| 課題 |
ドラマ『万博の太陽』をめぐるインタビュー記事を、最後の文の後から書き進めてください。

| 原文抜粋 |
+===+

そんな飯豊さんが万田千夏役で出演する『万博の太陽』は、1970年、日本万国博覧会(大阪万博 EXPO’70)で働くことを夢見たヒロインの青春と家族の物語を描く。橋本環奈さん演じる主人公・朝野今日子は、“世界とつながる場所”である万博への憧れを募らせ、大阪へ。居候先の伯父一家に励まされたり、ぶつかりあったりしながら成長し、やがて万博のコンパニオンとして世界中の人々と交流するという夢をつかみ取っていきます。


今日子が居候する叔父一家・万田家の長女である千夏は、研究者になりたいという夢を抱きながらも、女性の幸せは結婚と信じる父の言いつけどおりに見合いをするが、自由奔放な今日子と暮らすうち、心境に変化が現れるというキャラクター。そんな千夏を演じる飯豊さんが“役者”として活躍する上で大切にしている言葉とは?

中園ミホの脚本を読み終える頃には千夏像が出来上がっていた

――撮影に入る前に、脚本の中園ミホさんとお会いになったそうですね。どのようなお話をされたのですか?

私のことを色々とお話させていただきました。また、中園さんがもともと占い師さんをされていたということもあって、私の名前の画数を占ってもらったり(笑)。千夏も、最初は千夏という名前じゃなかったそうなんです。もっと穏やかで優しい人物にしたいから千夏にしたと伺って、キャラクターの性格を画数でも表現されているんだと驚きました。


――そんな中園さんが書いた脚本を読んでみていかがですか?

女性が活躍できる場所が少なかった時代を舞台に、自由な生き方を手に入れるために動く女性たちが描かれていて、読んでいるだけで背中を押されました。キャラクターたちの個性・役割もわかりやすく描かれていて、役作りについて悩む間もなく、読み終える頃には自分の中で「千夏」というキャラクター像が出来上がっていました。

――脚本だけでなく、コンパニオンの衣装や美術もしっかりと当時が再現されていましたよね。

そうなんです! 当時の資料や雑誌を見せていただいたり、また当時にインスパイアされた衣装やセットも相まって、「当時の大阪万博ってこんな感じだったんだろうな」と気持ちから入り込めました。

――「古き良き時代」と言われる昭和。その一方で、女性が働きに出にくいという不便な部分もありました。
今回、それに一番悩まされるのが千夏の存在。その苦しみの部分はどのように表現されたのでしょうか。

父・昭太朗役の唐沢寿明さんの演技を受けると、自然と苦しい気持ちになっていた記憶があります。自然に次のシーンでも父の顔色をうかがって委縮してしまったり……。そのくらい、唐沢さんの演じるお父さんが怖かったです(笑)。

――千夏と飯豊さんは似ていますか? それとも父親に反対されてもやりたいことを優先するタイプですか?

どうでしょう……。

+===+

(物体の出現位置に関するデータセットの行)
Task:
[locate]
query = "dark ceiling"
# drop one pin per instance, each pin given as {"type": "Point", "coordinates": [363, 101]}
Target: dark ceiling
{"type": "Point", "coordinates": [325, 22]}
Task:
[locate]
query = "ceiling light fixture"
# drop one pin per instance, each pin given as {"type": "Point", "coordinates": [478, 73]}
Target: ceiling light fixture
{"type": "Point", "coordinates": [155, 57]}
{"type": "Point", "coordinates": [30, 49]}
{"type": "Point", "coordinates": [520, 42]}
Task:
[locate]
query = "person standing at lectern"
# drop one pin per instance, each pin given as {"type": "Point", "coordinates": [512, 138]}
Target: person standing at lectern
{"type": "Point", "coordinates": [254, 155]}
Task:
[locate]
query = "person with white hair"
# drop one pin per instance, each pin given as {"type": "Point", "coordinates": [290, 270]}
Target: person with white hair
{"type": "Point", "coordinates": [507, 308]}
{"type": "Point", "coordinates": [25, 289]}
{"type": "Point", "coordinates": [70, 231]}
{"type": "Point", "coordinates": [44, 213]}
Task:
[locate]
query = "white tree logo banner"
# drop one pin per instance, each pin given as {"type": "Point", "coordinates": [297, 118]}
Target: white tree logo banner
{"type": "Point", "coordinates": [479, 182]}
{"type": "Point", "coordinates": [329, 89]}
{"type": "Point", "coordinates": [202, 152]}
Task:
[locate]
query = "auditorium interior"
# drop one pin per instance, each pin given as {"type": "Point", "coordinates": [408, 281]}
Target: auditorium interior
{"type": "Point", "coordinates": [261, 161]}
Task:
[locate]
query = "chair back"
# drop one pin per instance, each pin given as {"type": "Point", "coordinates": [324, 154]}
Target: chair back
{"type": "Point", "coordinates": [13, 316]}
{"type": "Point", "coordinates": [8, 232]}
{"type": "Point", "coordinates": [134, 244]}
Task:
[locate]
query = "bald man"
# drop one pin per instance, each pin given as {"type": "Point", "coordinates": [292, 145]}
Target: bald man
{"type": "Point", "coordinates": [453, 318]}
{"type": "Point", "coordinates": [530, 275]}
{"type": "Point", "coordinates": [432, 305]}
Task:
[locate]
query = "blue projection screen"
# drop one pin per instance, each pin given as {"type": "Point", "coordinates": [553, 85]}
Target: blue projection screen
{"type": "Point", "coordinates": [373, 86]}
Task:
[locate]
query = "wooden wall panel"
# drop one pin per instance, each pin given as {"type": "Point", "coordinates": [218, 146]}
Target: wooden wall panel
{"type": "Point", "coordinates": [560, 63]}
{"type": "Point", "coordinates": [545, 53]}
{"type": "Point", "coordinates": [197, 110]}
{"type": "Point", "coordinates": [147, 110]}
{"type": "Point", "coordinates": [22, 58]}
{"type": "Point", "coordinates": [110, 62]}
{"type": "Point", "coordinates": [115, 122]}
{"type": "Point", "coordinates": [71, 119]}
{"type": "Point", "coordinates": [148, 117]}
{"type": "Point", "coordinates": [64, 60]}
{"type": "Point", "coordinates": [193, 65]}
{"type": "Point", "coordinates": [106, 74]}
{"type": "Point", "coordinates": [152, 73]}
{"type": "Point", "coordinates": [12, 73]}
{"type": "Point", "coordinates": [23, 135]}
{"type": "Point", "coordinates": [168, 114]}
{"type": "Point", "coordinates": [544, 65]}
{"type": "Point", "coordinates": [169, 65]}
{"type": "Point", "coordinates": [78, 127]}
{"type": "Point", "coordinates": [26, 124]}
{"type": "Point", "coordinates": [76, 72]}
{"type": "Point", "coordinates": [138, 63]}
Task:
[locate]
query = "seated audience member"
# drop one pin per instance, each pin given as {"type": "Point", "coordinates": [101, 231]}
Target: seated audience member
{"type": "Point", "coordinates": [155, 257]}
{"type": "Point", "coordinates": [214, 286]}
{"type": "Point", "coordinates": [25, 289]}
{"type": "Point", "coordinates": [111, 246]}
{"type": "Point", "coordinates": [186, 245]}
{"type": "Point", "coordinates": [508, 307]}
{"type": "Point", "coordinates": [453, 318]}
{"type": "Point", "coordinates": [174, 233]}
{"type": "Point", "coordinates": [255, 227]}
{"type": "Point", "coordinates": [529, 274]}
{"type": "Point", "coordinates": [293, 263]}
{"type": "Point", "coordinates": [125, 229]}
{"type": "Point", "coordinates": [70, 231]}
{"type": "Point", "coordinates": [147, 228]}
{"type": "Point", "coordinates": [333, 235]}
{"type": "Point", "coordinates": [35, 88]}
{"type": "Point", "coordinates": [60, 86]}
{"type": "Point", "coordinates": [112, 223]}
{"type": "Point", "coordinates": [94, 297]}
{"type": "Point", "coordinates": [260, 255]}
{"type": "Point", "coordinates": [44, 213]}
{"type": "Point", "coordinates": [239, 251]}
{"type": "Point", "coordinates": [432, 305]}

+===+

| 回答 |
時と場合によると思います。父親ではないですが、私は「やりたい」と思ったことがあれば、その都度マネージャーさんに意思を伝えているんです。なので、どちらかというと「一緒にやりたいことを実現するタイプ」でしょうか?(笑)。

ただ、芸能界に入りたいと父親に伝えた時は、結構反対されました。千夏とは少し状況は違いますが、そこはリンクしている部分だと思います。

――その他の部分で、千夏と飯豊さんの共通点はありますか?

とても近いキャラクターだなと思ったシーンはたくさんありましたね。
思ったことを、あえて相手に伝えないとか。きっと私が自然に演じられるように、中園さんが台詞を作ってくれたのだと思います。

――今回、関西弁にも挑戦されました。共演者の方々とは現場でどのようなお話をされていたのでしょうか?

私は関西弁の台詞だったので、関西ご出身の母・和世役の江口のりこさんにイントネーションを確認してもらうことがありました。関西弁指導の方にもついていただいて、監督の意見も聞きながら、指導の方に確認していただきました。

――忙しいですね!?

忙しかったです(笑)。
監督からは「イントネーションより感情を大事にしてほしい」とお話があったのですが、どちらも大事にしたかったので、とてもチャレンジングな撮影だったなと思っています。

――飯豊さん以外の方も苦労されていましたか?

意外と関西弁を話す人が少なくて(笑)。環奈ちゃんも唐沢さんも東京出身設定で、私と弟・博士役の番家天嵩くんの姉弟2人で一生懸命頑張りました(笑)。

――作品のこと以外に、息抜きで何かお話したことは?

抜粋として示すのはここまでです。